* _Exercise_
The range runs from the line containing "If you could locate the navy" to the last line of the entries. Restate those lines word for word, without the pictures.

[Saved entries]
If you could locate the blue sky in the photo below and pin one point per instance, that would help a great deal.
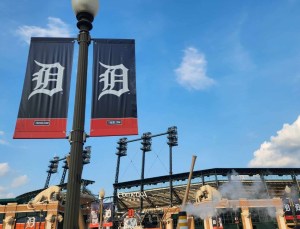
(226, 73)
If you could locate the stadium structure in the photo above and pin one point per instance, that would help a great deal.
(258, 198)
(248, 198)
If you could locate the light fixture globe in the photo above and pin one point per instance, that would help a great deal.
(85, 6)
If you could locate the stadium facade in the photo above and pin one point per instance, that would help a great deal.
(259, 198)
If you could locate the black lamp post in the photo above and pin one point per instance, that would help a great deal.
(85, 11)
(101, 197)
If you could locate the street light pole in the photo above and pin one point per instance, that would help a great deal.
(85, 11)
(101, 197)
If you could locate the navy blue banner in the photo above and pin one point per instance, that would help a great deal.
(44, 105)
(114, 109)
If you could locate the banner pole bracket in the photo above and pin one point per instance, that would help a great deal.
(71, 138)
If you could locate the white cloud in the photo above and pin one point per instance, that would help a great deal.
(2, 141)
(191, 73)
(282, 150)
(4, 168)
(4, 194)
(19, 181)
(55, 28)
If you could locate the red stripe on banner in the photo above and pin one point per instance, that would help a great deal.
(289, 217)
(108, 224)
(113, 127)
(38, 128)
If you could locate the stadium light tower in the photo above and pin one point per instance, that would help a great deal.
(172, 141)
(85, 11)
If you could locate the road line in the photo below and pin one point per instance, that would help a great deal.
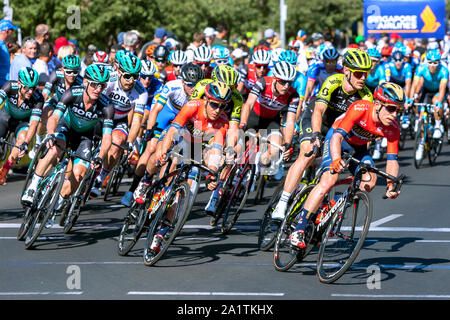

* _Response to the task_
If you could locate the navy blue banner in the photo above and pin one point per instance, that would help a great deal.
(44, 105)
(114, 109)
If you could locate the banner pole bracket in the photo above and pin one point per instance, that would help a great deal.
(71, 138)
If you could locate the white cloud in the photo above and pin one point per instance, that would help a great deal.
(2, 141)
(191, 73)
(282, 150)
(4, 168)
(4, 194)
(19, 181)
(55, 28)
If you could locate the red stripe on banner in the photo above and pin one point per instance, that would help a great deal.
(289, 217)
(108, 224)
(113, 127)
(38, 128)
If you could locate the stadium light tower in the photo above and pin one point per instance, that would help a great deal.
(172, 141)
(85, 11)
If you could locate the road line in the photo below and pin one point per instance, that would help a great deal.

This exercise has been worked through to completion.